The United States Congress enacted FATCA to curb tax avoidance by US persons by requiring that any bank around the world that holds an account of a US person report the financial information relating to that bank account to the Internal Revenue Service, among other things. One of her biggest criticisms is that she believes the U.S. Treasury lacks the power to make intergovernmental agreements (IGAs) that are crucial to the functioning of FATCA. The IGAs, now signed with over 150 countries, state that the foreign country will mandate that its banks comply with FATCA. Instead, she argues, the power to make such agreements (what she calls "treaties") only lies within the US Congress.

Additionally, she argues that FATCA traps many individuals who were not aware that they are U.S. citizens in the first place, or those who are simply not aware that they are subject to the United States' citizenship-based taxation regime, thanks in large part to birthright citizenship. The United States' citizenship-based tax system is one of only two in the world. It requires that U.S. citizens and permanent residents to file tax returns with the IRS every year, regardless of their physical location of residence. The other country that does this is Eritrea, but it has been widely criticized in the United Nations by many countries, including the United States.

=== Supporter of windfall profits tax ===
In October 2020, Christians commented favourably on Jagmeet Singh's proposal to tax windfall profits of Canadian corporations in light of the astronomical deficits created by the Canadian response to the COVID-19 pandemic. Christians explained: "It's not a punishment of [corporate] success. Rather, it's an acknowledgement that the brokenness of the market has created a windfall for them... And if the government takes some of that, especially now to pay for things that we now really are struggling to pay for, for example, health care, then that's good over all for the economy."

------------------------------------------------

Prompt 1
Answer these from the passage on FATCA and the windfall profits tax:
(a) With how many countries have the IGAs now been signed?
(b) Besides the United States, which country has a citizenship-based tax system?
(c) In what month and year did Christians comment on Jagmeet Singh's proposal?
Prompt 2
Reproduce everything in the passage on FATCA and the windfall profits tax from "Additionally, she argues" down to "the United States.".
Prompt 3
List every government body or international organization the passage on FATCA and the windfall profits tax names.
The entries are unrelated to the passage.

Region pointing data
------------------------------------------------

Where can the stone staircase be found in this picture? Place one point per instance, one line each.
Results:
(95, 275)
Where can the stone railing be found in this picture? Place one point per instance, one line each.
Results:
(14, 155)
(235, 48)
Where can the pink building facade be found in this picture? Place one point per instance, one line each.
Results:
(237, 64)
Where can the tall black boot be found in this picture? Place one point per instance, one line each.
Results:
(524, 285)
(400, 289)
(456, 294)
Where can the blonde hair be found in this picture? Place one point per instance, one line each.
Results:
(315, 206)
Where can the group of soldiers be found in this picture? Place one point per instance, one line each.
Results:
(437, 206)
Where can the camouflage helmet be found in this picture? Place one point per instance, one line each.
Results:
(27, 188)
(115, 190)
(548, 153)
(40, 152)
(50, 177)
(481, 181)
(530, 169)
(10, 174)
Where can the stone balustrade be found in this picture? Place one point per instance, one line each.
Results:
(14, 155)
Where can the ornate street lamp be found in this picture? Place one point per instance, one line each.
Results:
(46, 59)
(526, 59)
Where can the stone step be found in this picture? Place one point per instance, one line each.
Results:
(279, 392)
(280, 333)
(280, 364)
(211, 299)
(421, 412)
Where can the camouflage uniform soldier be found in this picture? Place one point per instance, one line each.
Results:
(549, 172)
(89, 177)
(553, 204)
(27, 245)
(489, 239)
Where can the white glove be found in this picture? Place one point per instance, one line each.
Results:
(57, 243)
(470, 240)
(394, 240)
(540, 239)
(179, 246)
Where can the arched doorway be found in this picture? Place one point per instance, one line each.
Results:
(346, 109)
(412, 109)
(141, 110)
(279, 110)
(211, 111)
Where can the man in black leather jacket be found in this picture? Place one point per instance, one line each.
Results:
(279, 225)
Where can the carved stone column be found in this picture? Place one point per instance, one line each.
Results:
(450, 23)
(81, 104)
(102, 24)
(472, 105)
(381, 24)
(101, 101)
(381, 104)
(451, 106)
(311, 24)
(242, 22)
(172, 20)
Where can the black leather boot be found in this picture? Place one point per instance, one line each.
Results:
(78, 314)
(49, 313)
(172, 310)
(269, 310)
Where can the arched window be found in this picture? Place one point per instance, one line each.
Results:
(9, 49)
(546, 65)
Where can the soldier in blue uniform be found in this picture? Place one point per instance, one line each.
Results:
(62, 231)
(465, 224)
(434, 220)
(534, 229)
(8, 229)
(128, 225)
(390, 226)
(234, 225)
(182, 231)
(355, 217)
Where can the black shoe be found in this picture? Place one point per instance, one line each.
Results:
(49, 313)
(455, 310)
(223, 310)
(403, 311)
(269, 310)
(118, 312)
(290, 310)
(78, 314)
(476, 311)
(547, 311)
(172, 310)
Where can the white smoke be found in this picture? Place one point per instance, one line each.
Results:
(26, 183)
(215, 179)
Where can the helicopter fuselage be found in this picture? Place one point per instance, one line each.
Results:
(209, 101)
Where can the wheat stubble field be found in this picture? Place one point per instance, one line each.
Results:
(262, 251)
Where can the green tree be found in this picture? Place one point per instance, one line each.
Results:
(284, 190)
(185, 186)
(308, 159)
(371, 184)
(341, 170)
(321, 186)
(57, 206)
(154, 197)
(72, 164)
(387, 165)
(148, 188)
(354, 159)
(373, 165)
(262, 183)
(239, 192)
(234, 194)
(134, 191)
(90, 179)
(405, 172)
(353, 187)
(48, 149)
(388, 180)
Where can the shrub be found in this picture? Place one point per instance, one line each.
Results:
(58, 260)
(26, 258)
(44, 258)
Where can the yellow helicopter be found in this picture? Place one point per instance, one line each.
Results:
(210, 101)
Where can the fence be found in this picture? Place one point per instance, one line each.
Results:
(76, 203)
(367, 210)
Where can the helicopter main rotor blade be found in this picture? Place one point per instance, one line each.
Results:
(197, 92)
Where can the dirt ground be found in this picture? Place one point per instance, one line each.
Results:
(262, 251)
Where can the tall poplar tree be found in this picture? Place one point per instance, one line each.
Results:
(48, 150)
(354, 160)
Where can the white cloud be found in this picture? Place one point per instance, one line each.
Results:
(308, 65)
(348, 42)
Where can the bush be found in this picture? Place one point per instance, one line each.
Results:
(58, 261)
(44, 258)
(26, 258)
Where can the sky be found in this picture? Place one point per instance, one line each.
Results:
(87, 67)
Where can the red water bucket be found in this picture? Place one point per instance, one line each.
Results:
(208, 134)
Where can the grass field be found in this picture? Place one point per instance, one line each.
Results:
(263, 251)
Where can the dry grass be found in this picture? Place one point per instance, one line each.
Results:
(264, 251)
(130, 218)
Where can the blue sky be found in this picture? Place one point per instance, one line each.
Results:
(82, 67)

------------------------------------------------

Answer 1
(a) Over 150 countries
(b) Eritrea
(c) October 2020

Answer 2
Additionally, she argues that FATCA traps many individuals who were not aware that they are U.S. citizens in the first place, or those who are simply not aware that they are subject to the United States' citizenship-based taxation regime, thanks in large part to birthright citizenship. The United States' citizenship-based tax system is one of only two in the world. It requires that U.S. citizens and permanent residents to file tax returns with the IRS every year, regardless of their physical location of residence. The other country that does this is Eritrea, but it has been widely criticized in the United Nations by many countries, including the United States.

Answer 3
United States Congress
Internal Revenue Service (IRS)
U.S. Treasury
United Nations